# TEXT PROVIDED

Over the dark, people floated, crying
for help, crying as if there was any way
we could get them out of the water,
as if there was any room here.”


Eden’s poems were definitely evocative. As I was reading, I could see the story she was telling, and I felt intense emotion at what these people had lost. Nearly every page pulled some kind of emotion from me: sadness, anger, and even disgust.

I think what I struggled with was that these are three massive (and connected) disasters that had long-term effects on the people that lived there and around the world, but this collection is less than 60 pages long. It felt… odd? I’m not entirely sure if that’s the right word to explain my feelings, but I can’t come up with another right now…

“…she says They are burying us inside our own waste because no one wants to look at us and feel guilty no one wants to remember what went wrong or change anything everyone wants to go back to work back to their homes and return to what they’ve always done…”

Saved data entries
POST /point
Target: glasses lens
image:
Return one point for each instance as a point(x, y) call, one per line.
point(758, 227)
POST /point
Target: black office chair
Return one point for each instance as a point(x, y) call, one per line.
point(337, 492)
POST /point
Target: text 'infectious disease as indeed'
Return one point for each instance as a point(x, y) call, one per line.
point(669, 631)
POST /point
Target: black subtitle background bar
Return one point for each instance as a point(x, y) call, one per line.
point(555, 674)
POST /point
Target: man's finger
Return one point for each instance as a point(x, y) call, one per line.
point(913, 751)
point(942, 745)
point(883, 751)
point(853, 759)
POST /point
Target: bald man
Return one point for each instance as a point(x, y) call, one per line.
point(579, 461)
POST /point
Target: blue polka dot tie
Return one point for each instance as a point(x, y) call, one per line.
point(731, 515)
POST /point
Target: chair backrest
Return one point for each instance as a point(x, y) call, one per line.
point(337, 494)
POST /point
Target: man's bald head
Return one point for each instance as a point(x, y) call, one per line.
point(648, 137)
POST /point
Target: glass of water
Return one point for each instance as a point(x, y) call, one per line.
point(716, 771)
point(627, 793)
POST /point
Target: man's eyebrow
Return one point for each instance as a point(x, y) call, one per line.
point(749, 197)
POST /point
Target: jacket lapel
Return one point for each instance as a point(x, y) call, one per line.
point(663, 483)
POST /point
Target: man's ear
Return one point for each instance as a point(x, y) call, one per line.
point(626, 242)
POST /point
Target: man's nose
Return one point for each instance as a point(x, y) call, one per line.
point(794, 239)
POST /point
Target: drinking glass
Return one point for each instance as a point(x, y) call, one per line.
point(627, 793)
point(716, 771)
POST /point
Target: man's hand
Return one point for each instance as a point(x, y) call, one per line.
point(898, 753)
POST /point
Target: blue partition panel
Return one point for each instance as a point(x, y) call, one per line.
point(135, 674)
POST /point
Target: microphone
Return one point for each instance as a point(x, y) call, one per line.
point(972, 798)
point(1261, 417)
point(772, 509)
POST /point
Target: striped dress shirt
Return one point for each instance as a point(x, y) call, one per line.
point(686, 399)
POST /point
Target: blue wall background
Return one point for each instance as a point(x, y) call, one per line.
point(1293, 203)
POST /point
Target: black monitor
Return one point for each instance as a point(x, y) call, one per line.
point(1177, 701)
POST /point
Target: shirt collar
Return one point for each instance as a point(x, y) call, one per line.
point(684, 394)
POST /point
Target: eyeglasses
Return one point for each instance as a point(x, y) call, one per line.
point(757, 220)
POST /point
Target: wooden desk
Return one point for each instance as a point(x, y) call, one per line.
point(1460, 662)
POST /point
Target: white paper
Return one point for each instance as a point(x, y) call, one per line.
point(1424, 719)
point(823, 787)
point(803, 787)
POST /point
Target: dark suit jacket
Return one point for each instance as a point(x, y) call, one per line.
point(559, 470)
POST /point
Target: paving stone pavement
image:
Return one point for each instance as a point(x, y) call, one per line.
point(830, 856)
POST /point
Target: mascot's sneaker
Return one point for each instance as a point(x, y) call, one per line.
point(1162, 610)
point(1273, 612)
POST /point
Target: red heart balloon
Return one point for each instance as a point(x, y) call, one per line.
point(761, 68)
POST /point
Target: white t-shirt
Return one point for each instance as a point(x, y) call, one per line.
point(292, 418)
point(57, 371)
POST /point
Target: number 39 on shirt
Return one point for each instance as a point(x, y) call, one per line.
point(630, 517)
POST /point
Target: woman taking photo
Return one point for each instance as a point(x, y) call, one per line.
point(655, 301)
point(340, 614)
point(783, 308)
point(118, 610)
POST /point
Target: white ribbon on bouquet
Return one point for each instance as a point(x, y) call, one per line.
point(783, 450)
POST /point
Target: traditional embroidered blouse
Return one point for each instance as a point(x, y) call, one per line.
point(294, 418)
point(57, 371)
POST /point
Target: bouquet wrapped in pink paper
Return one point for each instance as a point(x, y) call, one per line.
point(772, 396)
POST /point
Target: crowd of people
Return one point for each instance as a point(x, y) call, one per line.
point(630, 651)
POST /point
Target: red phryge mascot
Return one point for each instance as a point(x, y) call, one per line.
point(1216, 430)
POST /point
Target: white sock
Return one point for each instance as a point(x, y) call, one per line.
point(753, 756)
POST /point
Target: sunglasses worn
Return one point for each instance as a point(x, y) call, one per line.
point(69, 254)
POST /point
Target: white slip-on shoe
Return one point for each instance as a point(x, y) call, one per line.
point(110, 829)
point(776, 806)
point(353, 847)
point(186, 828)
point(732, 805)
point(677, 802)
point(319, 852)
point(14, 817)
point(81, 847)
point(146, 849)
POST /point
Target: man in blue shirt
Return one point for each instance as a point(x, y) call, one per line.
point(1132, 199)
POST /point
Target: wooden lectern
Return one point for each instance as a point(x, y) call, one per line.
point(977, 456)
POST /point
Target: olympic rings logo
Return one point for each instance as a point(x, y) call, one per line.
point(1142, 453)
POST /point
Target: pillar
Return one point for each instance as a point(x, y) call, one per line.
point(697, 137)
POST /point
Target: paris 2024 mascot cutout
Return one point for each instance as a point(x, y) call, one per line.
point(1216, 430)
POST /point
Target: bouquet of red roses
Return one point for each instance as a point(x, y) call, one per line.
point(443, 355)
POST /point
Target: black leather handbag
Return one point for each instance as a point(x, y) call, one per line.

# GOALS
(a) According to the poetry review, how long is the collection?
(b) Write out the poetry review from "Over the dark, people" to "and even disgust.".

# TASK-BY-TASK ANSWERS
(a) Less than 60 pages long.

(b)
Over the dark, people floated, crying
for help, crying as if there was any way
we could get them out of the water,
as if there was any room here.”


Eden’s poems were definitely evocative. As I was reading, I could see the story she was telling, and I felt intense emotion at what these people had lost. Nearly every page pulled some kind of emotion from me: sadness, anger, and even disgust.